Page text →

Where Is Bob Dylan When We Need Him?

Updated: Feb 14, 2021



During the recent election and follow up challenges by Trump, where are the composers and singers of protest songs to awaken the American people and proclaim the pain of the Pandemic and the Black Lives Matter Movement? Trump has used some of the music that fit his need during his campaign, but never asked for permission to do so and has been sued by the musicians each time that he has done that.


I am a product of the sixties and still remember being moved by the anthems for freedom. I could not be part of the Flower Power Movement as it was not a working class phenomenon. The movement touched deeply into our psyches and souls, however, because of the sounds of the voices who shared with others the rhythm of war and unrest. They moved the hearts of people and became more important than many addresses that were spoken with the exception of Dr. Martin Luther King’s “I have a dream” speech.


Why no song for 2020 about our struggle? Recall a few of the 60(s) classics: “Give Peace A Chance” by John Lennon, “Respect” by Aretha Franklin, and the anthem of the 60(s), “We Shall Overcome” by Pete Seeger. Perhaps the most songs were created by Bob Dylan such as “The Times They Are A-Changin’, and Blowin’ in the Wind.”

Material supplied →
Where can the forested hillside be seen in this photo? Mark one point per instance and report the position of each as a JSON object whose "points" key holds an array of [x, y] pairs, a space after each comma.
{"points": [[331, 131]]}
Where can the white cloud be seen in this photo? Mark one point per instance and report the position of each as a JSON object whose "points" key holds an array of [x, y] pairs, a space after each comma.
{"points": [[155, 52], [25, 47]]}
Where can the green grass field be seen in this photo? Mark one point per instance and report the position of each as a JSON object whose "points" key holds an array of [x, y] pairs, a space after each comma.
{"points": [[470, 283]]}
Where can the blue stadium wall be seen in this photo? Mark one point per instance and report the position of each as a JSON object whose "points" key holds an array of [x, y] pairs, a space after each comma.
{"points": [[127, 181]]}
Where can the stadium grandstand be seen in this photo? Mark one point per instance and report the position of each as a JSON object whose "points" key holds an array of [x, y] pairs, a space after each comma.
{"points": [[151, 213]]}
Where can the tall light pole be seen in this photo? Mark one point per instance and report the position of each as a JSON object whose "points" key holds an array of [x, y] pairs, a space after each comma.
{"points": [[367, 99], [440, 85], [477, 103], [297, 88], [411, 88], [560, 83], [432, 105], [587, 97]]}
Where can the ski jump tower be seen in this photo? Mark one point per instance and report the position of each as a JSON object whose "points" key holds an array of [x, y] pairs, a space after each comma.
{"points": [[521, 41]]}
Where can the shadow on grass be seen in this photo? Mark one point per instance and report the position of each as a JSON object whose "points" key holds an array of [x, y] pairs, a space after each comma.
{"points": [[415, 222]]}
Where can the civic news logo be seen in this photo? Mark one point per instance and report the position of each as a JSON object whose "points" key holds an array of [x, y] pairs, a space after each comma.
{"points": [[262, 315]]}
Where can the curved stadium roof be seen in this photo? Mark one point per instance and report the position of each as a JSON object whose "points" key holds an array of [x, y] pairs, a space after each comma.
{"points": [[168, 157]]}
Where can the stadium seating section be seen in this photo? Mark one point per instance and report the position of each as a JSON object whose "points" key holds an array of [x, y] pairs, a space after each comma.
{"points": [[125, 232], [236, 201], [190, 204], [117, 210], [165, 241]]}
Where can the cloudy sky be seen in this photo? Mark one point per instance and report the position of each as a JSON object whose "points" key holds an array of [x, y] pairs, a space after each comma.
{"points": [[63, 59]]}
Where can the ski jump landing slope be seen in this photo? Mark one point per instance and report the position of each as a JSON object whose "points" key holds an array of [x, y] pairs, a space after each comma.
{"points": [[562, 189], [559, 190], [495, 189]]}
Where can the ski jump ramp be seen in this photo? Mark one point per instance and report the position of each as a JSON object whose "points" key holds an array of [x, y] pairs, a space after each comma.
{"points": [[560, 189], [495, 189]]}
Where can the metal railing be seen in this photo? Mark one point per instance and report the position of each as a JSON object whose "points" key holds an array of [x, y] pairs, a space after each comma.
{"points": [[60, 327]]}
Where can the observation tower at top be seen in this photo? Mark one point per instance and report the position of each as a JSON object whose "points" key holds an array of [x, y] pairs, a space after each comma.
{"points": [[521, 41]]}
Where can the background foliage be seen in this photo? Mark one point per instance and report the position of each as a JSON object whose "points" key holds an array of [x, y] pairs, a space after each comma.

Task to carry out → Which song does the protest-song essay call the anthem of the 60s, and whom does it credit for it?

Task solution → "We Shall Overcome," credited to Pete Seeger.